--- begin MATERIAL FOR THE TASK ---
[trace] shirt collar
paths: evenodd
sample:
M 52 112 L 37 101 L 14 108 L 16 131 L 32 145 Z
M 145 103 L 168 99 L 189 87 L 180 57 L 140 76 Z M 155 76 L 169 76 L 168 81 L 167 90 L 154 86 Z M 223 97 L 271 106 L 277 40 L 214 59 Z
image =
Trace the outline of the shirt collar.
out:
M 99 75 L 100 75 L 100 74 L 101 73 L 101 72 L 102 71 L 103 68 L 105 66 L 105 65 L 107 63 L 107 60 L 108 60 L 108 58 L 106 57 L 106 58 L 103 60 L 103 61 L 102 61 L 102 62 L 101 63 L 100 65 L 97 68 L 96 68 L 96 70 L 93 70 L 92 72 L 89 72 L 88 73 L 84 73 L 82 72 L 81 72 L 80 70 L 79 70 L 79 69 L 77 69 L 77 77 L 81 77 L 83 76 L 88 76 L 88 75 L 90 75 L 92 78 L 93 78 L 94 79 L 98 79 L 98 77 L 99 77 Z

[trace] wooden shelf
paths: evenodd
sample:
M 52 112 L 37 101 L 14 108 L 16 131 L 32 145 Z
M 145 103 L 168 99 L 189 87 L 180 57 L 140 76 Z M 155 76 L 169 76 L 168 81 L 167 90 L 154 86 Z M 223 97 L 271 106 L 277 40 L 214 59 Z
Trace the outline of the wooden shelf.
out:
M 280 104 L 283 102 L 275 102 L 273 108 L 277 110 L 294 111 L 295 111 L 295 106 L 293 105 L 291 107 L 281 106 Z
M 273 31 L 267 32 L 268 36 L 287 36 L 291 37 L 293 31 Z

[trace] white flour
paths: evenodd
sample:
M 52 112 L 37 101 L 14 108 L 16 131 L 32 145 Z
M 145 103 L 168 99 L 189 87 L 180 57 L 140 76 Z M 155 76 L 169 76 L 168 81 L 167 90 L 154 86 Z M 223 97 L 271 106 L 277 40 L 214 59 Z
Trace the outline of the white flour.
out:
--- end MATERIAL FOR THE TASK ---
*STATED TASK*: Revise the records above so that "outline" becomes "contour" wherever it appears, with everything else left as it is.

*RESULT OF THIS TASK*:
[trace] shirt collar
paths: evenodd
sample:
M 52 112 L 37 101 L 14 108 L 16 131 L 32 145 Z
M 145 103 L 168 99 L 189 87 L 180 57 L 140 76 Z M 155 76 L 169 76 L 168 81 L 167 90 L 154 86 Z M 223 97 L 271 106 L 277 40 L 214 59 Z
image =
Trace the contour of the shirt collar.
out:
M 99 75 L 100 75 L 100 74 L 101 73 L 101 72 L 102 71 L 103 68 L 105 66 L 105 65 L 107 63 L 107 60 L 108 60 L 108 58 L 106 57 L 106 58 L 103 60 L 103 61 L 102 61 L 102 62 L 101 63 L 100 65 L 97 68 L 96 68 L 96 70 L 93 70 L 92 72 L 89 72 L 88 73 L 84 73 L 82 72 L 81 72 L 80 70 L 79 70 L 79 69 L 77 69 L 77 77 L 81 77 L 83 76 L 88 76 L 88 75 L 90 75 L 92 78 L 93 78 L 94 79 L 98 79 L 98 77 L 99 77 Z

[trace] wooden shelf
paths: evenodd
sample:
M 52 112 L 37 101 L 14 108 L 16 131 L 32 145 Z
M 145 103 L 168 99 L 189 87 L 180 57 L 140 76 Z M 155 76 L 169 76 L 168 81 L 167 90 L 154 86 Z M 223 97 L 271 106 L 277 40 L 214 59 Z
Trace the contour of the wooden shelf.
out:
M 280 104 L 283 102 L 275 102 L 273 108 L 277 110 L 294 111 L 295 111 L 295 106 L 293 105 L 291 107 L 281 106 Z
M 273 31 L 267 32 L 268 36 L 287 36 L 291 37 L 293 31 Z

[trace] white flour
paths: evenodd
sample:
M 52 112 L 37 101 L 14 108 L 16 131 L 32 145 Z
M 145 103 L 168 99 L 189 87 L 180 57 L 140 76 Z M 155 76 L 169 76 L 168 81 L 167 90 L 154 86 Z M 223 97 L 271 106 L 277 40 L 214 59 Z
Trace the contour of the white flour.
out:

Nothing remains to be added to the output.